[Location identification entries]

::::::::

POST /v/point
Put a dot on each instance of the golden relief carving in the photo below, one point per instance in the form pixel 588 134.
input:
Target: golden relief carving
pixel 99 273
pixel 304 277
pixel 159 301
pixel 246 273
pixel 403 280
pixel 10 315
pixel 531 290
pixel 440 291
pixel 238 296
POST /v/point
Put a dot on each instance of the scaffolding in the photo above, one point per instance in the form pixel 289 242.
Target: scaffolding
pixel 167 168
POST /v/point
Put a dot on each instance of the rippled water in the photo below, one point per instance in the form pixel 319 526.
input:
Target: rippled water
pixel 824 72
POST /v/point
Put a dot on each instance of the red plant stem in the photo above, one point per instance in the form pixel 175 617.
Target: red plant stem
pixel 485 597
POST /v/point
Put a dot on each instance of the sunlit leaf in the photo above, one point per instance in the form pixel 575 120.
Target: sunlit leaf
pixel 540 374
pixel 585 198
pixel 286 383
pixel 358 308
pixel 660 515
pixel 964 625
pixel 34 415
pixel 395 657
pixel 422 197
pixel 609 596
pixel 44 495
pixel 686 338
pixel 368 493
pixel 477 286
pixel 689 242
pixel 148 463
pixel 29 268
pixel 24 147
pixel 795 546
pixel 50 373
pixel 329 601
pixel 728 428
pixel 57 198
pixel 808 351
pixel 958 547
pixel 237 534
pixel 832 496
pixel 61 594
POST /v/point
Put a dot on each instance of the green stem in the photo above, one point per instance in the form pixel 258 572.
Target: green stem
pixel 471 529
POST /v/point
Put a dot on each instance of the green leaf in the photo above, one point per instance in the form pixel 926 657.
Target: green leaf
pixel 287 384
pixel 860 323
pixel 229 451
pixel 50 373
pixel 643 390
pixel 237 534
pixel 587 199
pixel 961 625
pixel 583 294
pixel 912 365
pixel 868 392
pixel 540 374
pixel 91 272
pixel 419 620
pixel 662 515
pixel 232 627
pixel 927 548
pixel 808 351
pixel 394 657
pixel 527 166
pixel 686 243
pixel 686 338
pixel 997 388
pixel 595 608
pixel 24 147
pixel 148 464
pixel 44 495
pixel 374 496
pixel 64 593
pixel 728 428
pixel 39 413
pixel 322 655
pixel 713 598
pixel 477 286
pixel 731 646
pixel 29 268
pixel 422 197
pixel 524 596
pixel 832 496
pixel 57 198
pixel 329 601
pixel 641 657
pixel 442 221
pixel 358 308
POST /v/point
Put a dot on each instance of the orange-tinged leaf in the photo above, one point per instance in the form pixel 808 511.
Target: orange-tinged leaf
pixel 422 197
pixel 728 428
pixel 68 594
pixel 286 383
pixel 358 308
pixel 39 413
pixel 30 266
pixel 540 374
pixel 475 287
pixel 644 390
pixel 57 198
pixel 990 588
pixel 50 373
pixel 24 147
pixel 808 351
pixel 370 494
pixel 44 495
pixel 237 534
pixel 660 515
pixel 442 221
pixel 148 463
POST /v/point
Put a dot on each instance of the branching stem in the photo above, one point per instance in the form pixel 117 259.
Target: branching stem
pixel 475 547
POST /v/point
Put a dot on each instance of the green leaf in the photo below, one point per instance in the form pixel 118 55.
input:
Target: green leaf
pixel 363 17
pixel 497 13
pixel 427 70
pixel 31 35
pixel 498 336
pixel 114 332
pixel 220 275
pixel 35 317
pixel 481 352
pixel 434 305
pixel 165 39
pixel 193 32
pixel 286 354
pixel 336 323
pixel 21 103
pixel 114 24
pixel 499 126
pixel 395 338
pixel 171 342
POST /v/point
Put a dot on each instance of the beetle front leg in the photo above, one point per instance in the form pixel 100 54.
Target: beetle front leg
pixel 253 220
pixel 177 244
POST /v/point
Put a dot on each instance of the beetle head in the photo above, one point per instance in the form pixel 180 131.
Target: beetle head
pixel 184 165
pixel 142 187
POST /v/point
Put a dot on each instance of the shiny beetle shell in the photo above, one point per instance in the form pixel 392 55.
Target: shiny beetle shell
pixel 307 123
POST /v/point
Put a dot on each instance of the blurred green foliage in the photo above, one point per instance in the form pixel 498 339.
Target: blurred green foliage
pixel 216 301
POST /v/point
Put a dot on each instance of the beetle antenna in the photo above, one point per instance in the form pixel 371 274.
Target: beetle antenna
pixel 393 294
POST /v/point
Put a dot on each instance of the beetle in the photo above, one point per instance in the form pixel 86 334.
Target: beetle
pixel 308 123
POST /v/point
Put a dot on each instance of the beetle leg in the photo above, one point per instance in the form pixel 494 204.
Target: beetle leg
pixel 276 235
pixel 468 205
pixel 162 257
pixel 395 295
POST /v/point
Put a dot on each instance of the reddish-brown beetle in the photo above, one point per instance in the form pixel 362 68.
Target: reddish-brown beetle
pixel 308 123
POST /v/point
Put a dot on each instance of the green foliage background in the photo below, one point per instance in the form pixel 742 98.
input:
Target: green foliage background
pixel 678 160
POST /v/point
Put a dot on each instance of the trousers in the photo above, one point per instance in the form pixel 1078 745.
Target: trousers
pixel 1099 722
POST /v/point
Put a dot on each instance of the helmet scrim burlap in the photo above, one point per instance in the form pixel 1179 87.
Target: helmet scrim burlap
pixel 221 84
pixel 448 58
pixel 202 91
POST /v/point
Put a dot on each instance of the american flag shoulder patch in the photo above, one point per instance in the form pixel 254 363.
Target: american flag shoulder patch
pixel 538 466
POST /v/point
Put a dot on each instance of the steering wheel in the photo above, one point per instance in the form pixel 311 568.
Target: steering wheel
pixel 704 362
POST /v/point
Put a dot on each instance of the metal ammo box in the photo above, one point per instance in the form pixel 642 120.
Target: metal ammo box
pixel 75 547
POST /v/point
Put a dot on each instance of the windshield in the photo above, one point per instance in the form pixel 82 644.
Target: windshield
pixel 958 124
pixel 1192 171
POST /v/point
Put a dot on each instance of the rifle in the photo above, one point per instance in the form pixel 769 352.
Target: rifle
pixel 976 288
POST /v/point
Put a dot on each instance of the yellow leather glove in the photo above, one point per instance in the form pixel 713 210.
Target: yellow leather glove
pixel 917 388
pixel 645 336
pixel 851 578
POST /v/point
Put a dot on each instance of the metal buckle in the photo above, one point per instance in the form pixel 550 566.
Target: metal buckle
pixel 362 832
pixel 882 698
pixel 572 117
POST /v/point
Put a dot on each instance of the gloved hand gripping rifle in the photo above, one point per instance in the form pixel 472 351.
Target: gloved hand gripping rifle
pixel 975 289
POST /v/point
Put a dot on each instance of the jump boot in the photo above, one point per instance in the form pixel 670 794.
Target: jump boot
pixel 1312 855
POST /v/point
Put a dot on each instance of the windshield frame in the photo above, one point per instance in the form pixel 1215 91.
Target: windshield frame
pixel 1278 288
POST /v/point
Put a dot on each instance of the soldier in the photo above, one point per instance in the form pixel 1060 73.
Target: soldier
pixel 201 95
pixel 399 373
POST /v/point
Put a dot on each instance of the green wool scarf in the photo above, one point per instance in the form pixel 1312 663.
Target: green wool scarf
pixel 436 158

::::::::

§ TASK TO COMPLETE
Reproduce verbatim everything from the start of the entries above down to the line containing "pixel 167 168", including both ends.

§ CORRECT RESPONSE
POST /v/point
Put a dot on each instance of the golden relief carving in the photo below, one point per instance in the form pixel 588 134.
input:
Target: golden relief carving
pixel 99 273
pixel 304 277
pixel 159 301
pixel 246 273
pixel 403 280
pixel 10 315
pixel 531 290
pixel 440 291
pixel 238 296
POST /v/point
Put a dot on each instance of the scaffolding in the photo above, one point per instance in the form pixel 289 242.
Target: scaffolding
pixel 167 168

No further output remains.